» **Set exercise**
Print out each record below, unaltered and complete, without its images.

» **Exercise material**
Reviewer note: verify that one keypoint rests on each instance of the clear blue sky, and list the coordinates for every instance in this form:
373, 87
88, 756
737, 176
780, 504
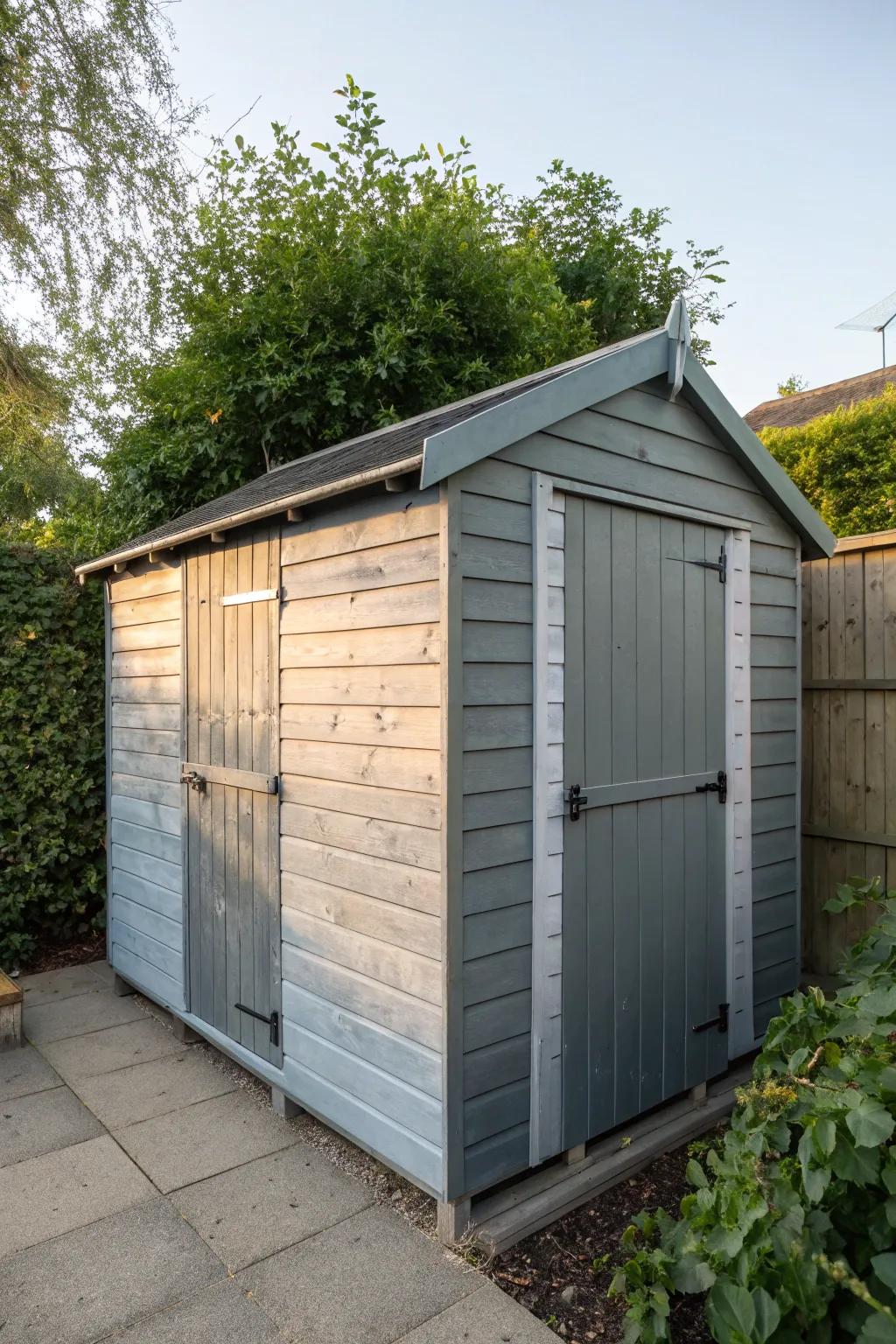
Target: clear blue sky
765, 127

» **Solution**
Reviewer note: verify that one keypoint rests on each instance of the clear blue sky, and list the coordinates for every instance in this form:
373, 87
88, 756
737, 176
780, 504
Target: clear blue sky
765, 127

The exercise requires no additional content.